→ **To do**:
An exact copy of the lines from the top of the data through the line with "point(132, 233)" is what you should give, with no pictures in it.

→ **Collected data**:
#####

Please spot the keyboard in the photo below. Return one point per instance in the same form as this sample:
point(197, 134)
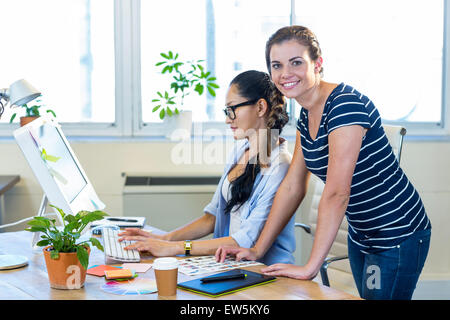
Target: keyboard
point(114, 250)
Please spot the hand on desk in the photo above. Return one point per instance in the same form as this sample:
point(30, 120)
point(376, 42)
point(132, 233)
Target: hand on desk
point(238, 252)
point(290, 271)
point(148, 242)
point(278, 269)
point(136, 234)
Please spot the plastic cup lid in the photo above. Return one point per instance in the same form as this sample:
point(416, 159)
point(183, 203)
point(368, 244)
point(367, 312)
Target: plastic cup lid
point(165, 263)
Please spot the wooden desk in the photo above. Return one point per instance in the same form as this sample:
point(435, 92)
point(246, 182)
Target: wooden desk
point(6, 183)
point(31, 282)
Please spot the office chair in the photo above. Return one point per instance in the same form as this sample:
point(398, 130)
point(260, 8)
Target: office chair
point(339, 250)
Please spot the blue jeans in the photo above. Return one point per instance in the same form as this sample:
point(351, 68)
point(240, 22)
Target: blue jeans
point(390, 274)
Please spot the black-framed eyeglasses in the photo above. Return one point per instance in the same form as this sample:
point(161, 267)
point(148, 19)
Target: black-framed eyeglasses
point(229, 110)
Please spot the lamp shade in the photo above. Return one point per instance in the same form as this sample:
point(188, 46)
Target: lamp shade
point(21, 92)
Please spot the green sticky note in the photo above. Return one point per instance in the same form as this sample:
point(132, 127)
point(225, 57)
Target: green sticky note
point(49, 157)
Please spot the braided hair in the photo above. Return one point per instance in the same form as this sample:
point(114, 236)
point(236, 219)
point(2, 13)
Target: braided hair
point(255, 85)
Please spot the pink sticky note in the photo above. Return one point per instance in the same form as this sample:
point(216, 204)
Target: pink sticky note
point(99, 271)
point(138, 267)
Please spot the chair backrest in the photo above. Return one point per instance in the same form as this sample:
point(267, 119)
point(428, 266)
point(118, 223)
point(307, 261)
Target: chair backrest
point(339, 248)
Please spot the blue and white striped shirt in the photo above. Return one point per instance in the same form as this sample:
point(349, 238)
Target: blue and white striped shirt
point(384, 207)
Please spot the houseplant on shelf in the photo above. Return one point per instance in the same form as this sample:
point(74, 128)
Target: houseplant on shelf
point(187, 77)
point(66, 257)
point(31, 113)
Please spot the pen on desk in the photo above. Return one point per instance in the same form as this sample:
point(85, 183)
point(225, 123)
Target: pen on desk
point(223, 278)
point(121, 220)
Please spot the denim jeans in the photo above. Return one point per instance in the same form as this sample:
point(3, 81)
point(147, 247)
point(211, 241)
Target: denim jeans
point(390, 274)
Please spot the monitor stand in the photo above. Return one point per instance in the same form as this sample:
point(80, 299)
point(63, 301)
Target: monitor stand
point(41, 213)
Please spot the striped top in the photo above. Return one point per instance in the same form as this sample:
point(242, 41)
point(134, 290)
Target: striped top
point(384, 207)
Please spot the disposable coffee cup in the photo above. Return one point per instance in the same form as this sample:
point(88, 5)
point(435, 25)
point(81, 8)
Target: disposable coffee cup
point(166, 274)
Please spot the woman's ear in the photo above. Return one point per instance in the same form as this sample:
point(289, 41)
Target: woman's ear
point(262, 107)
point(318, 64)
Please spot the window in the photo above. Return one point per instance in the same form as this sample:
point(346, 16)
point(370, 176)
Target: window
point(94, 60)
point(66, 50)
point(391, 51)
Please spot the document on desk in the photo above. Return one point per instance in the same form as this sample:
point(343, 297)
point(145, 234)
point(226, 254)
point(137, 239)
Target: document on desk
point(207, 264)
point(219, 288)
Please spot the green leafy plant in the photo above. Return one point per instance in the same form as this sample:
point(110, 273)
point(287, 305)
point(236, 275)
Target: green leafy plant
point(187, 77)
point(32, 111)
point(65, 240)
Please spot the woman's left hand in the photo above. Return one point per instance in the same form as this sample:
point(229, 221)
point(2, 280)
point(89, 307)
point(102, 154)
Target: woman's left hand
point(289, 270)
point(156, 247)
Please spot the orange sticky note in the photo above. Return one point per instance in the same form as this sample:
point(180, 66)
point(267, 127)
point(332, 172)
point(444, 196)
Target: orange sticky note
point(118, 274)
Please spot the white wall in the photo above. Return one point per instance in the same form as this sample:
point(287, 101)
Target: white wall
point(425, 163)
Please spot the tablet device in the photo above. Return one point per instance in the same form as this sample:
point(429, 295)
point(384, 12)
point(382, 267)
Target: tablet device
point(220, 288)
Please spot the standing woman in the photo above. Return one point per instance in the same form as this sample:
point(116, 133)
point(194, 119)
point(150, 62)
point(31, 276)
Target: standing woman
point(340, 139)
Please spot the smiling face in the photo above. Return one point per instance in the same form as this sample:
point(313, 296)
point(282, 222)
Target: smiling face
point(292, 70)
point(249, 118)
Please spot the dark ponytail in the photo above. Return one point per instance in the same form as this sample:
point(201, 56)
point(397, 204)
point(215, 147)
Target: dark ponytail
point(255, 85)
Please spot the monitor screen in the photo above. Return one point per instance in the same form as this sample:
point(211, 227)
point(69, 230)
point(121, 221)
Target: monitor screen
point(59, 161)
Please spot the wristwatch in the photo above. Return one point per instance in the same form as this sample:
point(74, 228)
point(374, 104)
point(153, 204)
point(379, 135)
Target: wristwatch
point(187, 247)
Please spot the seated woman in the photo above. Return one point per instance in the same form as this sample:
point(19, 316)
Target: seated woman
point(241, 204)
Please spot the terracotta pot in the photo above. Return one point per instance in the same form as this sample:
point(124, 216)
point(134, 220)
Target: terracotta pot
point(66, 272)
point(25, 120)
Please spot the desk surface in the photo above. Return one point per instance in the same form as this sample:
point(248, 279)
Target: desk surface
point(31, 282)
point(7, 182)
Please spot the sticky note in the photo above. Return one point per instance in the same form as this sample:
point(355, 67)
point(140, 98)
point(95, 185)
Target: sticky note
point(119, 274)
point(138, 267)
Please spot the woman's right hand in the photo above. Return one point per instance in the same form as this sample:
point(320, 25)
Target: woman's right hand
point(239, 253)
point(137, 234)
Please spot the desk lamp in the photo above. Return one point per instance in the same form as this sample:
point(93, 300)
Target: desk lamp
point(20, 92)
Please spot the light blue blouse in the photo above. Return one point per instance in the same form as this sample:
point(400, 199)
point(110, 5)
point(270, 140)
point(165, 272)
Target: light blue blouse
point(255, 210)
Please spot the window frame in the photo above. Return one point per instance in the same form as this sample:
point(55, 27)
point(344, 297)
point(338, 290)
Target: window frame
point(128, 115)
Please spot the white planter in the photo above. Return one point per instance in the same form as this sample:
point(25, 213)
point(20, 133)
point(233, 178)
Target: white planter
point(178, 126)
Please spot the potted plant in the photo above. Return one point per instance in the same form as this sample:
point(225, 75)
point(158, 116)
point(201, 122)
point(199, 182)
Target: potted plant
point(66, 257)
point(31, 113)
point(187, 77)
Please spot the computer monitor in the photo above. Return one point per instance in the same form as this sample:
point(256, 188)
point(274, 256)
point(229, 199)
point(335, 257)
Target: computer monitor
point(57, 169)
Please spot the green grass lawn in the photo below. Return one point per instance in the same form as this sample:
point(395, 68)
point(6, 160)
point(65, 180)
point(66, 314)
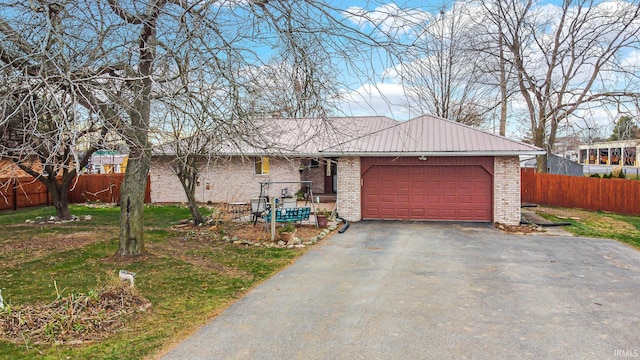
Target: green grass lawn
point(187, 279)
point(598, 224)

#####

→ **Your response**:
Please spot the keyboard in the photo below. Return one point per instance in the same form as this sample:
point(197, 134)
Target: keyboard
point(114, 250)
Please spot the hand on desk in the photo above. Return one point per instance in the same form as this sample:
point(30, 120)
point(376, 42)
point(132, 233)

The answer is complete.